How many lines of the entries below contain the string "your"? State the number alone.

• • • • • • •

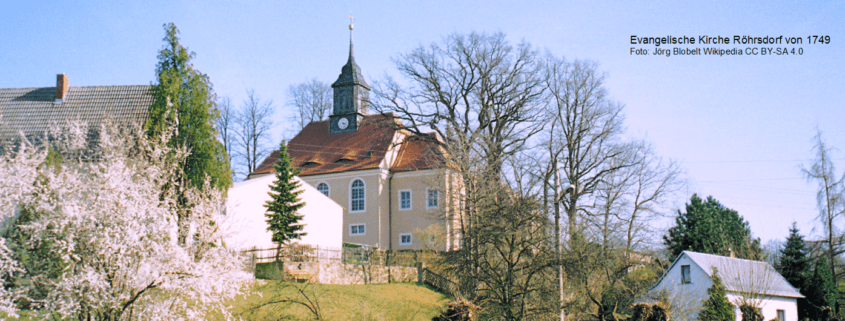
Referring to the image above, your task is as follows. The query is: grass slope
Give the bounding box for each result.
[224,281,450,321]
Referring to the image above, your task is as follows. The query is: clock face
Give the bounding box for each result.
[338,118,349,129]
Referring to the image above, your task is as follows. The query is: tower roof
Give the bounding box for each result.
[332,32,370,89]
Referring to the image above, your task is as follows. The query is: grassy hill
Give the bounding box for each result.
[1,282,449,320]
[222,281,451,321]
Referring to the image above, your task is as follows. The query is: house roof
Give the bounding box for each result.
[658,251,804,298]
[392,133,447,172]
[0,85,153,145]
[249,113,446,178]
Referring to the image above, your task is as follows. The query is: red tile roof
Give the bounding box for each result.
[392,133,447,172]
[249,113,447,178]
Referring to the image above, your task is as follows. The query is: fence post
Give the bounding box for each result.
[387,250,392,284]
[417,262,423,284]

• • • • • • •

**SOLUTION:** 7